Legislative election were held in Russia on 17 December 1995. At stake were the 450 seats in the State Duma (Gosudarstvennaya Duma), the lower house of the Federal Assembly.

Electoral system
The election law adopted for the 1995 election was similar to that adopted for the 1993 election, with some minor modifications. First, to secure a place on the proportional representation ballot, parties had to have registered with the Ministry of Justice no later than six months before the election, and the number of signatures they had to gather rose from 100,000 to 200,000. Second, invalid votes were now included in the calculation of the 5.0 percent threshold. Third, on the single-member district ballot, party endorsements of candidates were indicated.

Political blocs

Campaign
Out of the forty three parties and coalitions contesting the elections, only four cleared the 5% threshold to qualify for the proportional seats.

(Items from a dataset)
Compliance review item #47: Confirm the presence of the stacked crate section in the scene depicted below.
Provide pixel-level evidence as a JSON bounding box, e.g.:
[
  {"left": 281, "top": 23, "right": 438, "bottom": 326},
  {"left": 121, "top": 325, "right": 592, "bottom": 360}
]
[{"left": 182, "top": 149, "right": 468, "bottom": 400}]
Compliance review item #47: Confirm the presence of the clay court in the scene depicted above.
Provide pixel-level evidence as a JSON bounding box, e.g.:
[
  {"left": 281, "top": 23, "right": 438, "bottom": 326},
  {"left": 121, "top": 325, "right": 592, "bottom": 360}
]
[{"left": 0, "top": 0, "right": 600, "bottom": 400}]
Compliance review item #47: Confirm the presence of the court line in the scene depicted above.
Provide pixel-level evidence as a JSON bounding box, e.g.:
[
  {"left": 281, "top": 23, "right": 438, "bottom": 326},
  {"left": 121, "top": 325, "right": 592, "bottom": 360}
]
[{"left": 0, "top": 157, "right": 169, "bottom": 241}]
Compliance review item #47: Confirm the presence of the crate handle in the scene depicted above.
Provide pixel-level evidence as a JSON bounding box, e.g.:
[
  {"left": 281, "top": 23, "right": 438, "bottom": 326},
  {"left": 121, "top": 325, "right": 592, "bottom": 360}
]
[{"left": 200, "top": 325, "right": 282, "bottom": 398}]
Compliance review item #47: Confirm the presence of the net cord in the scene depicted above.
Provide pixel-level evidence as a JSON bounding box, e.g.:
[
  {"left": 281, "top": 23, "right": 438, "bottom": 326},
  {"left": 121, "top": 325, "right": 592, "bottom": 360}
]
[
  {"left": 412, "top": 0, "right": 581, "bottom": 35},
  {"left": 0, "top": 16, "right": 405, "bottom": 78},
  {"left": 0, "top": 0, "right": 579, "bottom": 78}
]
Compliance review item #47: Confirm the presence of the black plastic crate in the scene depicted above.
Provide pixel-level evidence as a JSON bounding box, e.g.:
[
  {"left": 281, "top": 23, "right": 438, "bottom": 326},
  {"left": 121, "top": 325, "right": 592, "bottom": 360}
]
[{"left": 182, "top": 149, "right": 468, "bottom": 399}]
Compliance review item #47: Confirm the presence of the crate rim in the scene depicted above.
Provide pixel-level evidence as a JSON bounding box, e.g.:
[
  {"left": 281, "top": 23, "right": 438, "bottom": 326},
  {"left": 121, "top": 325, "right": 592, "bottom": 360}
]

TO DO
1. According to the passage on the 1995 Russian election, how many signatures did parties have to gather to get on the proportional representation ballot?
2. Translate this sentence from the passage on the 1995 Russian election into Spanish: "Second, invalid votes were now included in the calculation of the 5.0 percent threshold."
3. Rewrite the passage on the 1995 Russian election between "Political blocs" and "the proportional seats.", inclusive, putting "alliances" in place of "coalitions".

THE SOLUTIONS
1. 200,000 signatures, up from 100,000.

2. En segundo lugar, los votos nulos ahora se incluían en el cálculo del umbral del 5,0 por ciento.

3.
Political blocs

Campaign
Out of the forty three parties and alliances contesting the elections, only four cleared the 5% threshold to qualify for the proportional seats.